-- START OF PASSAGE SHOWN --

Within three months after the 2002 Bali bombing, various militants, including the attack's mastermind Imam Samudra, the notorious 'smiling-bomber' Amrozi, and many others were apprehended. Samudra, Amrozi, and Amrozi's brother Ali Ghufron were executed by firing squad on November 9, 2008.

On November 10, 2005, bomb expert and senior player in Jemaah Islamiah, Malaysian Dr Azahari Husin, along with two other militants were killed in a raid on a house in Malang, East Java.

The police forces uncovered JI's new command structure in March 2007 and discovered a weapons depot in Java in May 2007. Abu Dujana, suspected leader of JI's military wing and its possible emir, was apprehended on June 9, 2007.

By May 2008, Indonesian police had arrested 418 suspects, of which approximately 250 had been tried and convicted. According to sources within Detachment 88, the JI organisation had been "shrunk", and many of its top operatives had been arrested or killed.

-- END OF PASSAGE SHOWN --

EXERCISES:
1 > In the Jemaah Islamiah passage, copy the stretch from "By May 2008, Indonesian" through "arrested or killed.", swapping "Indonesian police" for "Indonesian authorities".
2 > How many lines of the records below contain the string "flower"? Reply with the number alone.

-- START OF RECORDS PROVIDED --

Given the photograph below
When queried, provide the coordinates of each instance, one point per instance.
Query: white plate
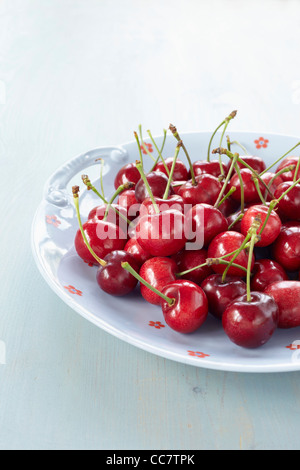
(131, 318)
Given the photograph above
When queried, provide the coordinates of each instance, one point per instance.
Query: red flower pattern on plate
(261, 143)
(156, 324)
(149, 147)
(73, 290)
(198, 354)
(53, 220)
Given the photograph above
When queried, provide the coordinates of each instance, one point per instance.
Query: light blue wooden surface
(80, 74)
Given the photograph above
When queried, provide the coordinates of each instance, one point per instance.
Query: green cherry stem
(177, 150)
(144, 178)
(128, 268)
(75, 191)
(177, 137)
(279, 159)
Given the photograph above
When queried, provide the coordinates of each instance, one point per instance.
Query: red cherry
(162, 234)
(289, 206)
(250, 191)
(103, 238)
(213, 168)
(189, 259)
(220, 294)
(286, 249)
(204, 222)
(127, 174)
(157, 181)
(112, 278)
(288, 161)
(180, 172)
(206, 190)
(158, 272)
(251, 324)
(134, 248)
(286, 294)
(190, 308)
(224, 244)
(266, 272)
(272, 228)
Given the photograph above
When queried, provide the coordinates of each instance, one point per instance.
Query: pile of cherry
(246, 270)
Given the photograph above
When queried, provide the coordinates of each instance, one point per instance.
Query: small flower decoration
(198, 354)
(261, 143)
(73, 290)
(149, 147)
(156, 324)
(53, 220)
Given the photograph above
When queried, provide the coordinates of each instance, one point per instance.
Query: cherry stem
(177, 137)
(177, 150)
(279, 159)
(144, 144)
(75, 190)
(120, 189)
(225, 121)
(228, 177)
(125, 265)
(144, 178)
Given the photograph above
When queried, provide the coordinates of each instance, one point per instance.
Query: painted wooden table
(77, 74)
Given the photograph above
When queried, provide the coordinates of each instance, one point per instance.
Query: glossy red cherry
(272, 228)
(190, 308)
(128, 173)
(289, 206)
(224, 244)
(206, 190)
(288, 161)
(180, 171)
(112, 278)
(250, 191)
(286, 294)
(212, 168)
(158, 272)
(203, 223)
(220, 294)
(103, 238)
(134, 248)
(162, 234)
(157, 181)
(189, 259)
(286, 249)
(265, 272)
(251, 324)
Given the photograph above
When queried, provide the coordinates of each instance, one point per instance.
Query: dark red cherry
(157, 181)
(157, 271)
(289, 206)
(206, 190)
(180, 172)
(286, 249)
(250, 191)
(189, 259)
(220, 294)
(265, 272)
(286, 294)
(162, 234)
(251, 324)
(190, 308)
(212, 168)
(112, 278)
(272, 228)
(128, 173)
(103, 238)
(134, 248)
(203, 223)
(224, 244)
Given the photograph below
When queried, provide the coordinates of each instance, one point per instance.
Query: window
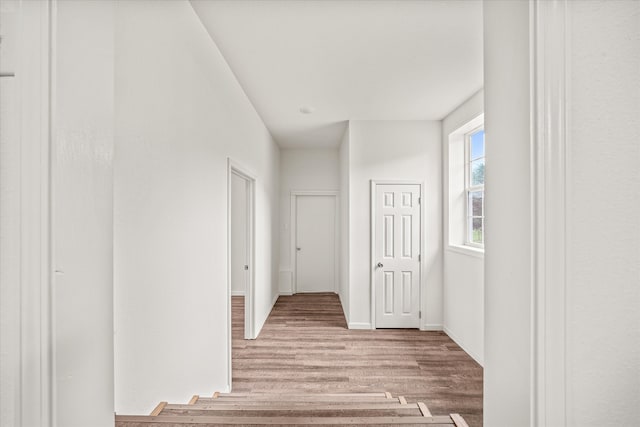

-- END OF RECORDS PROVIDED --
-- START OF RECORDS PROVIDED --

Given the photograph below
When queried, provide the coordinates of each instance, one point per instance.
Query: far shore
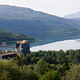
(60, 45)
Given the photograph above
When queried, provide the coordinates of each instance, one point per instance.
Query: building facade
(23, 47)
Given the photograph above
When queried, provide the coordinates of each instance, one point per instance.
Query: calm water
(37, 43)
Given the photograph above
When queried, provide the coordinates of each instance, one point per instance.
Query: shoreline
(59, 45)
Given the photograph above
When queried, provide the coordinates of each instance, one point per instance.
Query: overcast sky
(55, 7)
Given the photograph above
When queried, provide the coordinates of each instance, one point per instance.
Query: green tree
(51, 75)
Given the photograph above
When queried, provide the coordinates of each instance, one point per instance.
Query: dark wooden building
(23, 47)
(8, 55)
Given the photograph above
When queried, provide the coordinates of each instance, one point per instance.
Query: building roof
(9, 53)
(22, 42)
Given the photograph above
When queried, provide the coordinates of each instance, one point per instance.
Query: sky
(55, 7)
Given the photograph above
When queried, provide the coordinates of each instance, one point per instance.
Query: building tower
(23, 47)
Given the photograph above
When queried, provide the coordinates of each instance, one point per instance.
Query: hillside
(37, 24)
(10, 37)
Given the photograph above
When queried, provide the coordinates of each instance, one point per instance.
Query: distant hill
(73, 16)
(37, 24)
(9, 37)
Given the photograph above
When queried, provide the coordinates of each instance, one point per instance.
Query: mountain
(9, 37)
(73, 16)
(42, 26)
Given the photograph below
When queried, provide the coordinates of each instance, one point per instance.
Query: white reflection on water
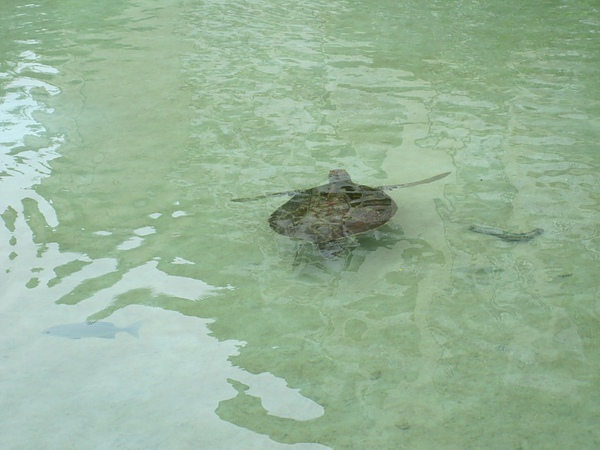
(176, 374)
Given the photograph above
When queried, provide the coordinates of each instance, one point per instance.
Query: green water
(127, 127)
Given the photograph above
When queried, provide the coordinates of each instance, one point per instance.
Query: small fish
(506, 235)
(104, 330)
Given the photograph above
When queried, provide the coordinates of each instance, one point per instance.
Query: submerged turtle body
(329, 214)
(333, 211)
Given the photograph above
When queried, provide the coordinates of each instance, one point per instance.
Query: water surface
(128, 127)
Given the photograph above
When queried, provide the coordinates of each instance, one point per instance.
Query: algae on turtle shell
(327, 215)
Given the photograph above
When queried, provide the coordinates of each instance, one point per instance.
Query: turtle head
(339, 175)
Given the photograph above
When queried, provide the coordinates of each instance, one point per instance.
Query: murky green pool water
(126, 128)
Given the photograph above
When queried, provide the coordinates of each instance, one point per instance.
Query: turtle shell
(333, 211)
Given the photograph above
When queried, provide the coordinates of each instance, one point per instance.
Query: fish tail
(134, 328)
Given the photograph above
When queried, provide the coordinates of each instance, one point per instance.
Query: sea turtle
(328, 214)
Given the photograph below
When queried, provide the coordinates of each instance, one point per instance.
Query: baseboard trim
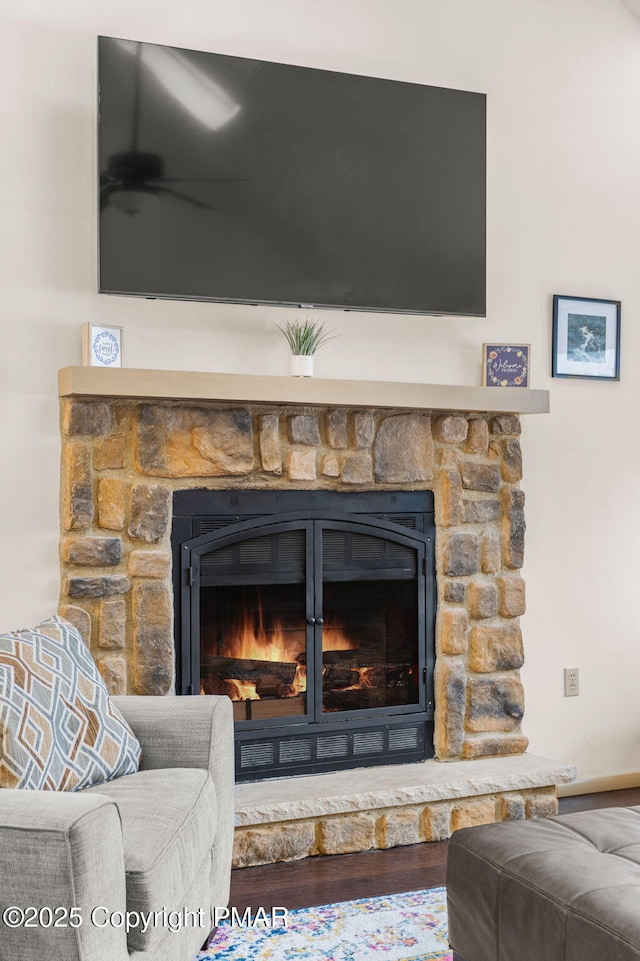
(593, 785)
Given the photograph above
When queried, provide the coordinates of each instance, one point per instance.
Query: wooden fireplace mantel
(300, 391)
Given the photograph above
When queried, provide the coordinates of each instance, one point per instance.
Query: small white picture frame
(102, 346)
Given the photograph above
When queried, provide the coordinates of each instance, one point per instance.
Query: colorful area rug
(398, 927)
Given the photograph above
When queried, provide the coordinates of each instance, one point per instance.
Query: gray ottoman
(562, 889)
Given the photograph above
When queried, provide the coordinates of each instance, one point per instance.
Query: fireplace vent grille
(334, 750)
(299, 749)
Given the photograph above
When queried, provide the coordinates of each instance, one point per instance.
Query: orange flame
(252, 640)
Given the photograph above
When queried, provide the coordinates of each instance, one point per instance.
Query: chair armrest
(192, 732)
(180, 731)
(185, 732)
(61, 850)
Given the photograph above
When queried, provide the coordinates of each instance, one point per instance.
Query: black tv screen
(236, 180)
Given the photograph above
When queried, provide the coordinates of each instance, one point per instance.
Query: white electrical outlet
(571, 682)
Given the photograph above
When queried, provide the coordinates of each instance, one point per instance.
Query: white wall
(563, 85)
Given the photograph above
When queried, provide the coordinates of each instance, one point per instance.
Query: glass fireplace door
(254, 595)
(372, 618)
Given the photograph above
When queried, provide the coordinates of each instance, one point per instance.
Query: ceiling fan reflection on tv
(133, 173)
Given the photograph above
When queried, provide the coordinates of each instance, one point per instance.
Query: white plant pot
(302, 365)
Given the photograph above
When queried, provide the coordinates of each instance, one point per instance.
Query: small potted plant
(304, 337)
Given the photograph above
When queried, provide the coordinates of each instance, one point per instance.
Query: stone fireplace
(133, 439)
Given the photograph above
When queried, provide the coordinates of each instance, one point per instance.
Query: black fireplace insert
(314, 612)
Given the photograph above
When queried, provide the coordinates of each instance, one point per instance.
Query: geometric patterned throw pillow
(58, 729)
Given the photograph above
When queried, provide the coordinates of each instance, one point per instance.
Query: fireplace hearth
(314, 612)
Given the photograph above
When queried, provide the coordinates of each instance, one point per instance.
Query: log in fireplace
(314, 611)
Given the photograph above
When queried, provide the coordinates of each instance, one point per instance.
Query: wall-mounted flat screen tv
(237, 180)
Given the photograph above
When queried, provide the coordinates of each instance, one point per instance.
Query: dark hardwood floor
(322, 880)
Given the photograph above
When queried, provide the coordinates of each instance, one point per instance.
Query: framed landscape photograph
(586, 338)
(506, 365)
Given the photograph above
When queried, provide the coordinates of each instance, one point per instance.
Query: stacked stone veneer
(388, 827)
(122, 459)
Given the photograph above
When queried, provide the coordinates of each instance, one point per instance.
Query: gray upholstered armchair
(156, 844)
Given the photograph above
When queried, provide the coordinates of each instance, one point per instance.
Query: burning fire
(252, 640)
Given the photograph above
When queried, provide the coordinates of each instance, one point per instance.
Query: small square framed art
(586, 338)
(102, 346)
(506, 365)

-- END OF RECORDS PROVIDED --

FINAL ANSWERS:
1 >
By May 2008, Indonesian authorities had arrested 418 suspects, of which approximately 250 had been tried and convicted. According to sources within Detachment 88, the JI organisation had been "shrunk", and many of its top operatives had been arrested or killed.

2 > 2